= STATED TASK =
Rewrite each item below, replacing "Mark each instance with a point" with "Put a point on every instance" and changing nothing else. Leave the pictures out of your answer.

'''

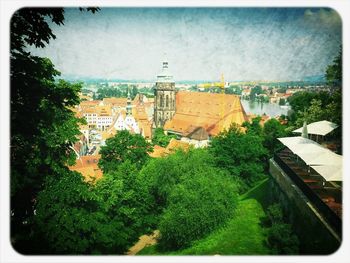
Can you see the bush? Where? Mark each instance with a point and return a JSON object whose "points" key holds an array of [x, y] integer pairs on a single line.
{"points": [[197, 206], [163, 174], [243, 155], [280, 237]]}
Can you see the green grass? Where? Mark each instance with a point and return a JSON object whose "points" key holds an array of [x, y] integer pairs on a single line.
{"points": [[242, 235]]}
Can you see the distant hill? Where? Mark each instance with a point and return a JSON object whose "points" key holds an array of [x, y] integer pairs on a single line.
{"points": [[315, 78]]}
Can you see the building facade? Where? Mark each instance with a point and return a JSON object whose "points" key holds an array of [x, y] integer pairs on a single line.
{"points": [[164, 93]]}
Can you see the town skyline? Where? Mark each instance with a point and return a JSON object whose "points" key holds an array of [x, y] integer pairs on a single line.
{"points": [[200, 43]]}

'''

= ANSWER =
Can you see the bush? Where? Put a point on every instance and return a JSON object whose "points" key holds an array of [x, y] integer pairs on a single line.
{"points": [[197, 206], [163, 174], [243, 155], [280, 237]]}
Can you see the green grass? Where? Put a point on every instance and return a JSON object whose "points" key holds an array of [x, y] integer pairs on a single line.
{"points": [[242, 235]]}
Can you see the distant hill? Where? Put a point on every instance and return a JSON object whose "points" key holds an array of [x, y] integer pairs on a single line.
{"points": [[315, 78]]}
Can you see the building facade? Where? Put a point on every instance and return a JSON object whose "points" key holds an array of [x, y] integer pairs on a single line.
{"points": [[164, 93]]}
Can you see the town skyline? Where? Put a point on every instance and return a JSON object whose "points" key holds an array of [x, y] integer pairs on a single line.
{"points": [[200, 43]]}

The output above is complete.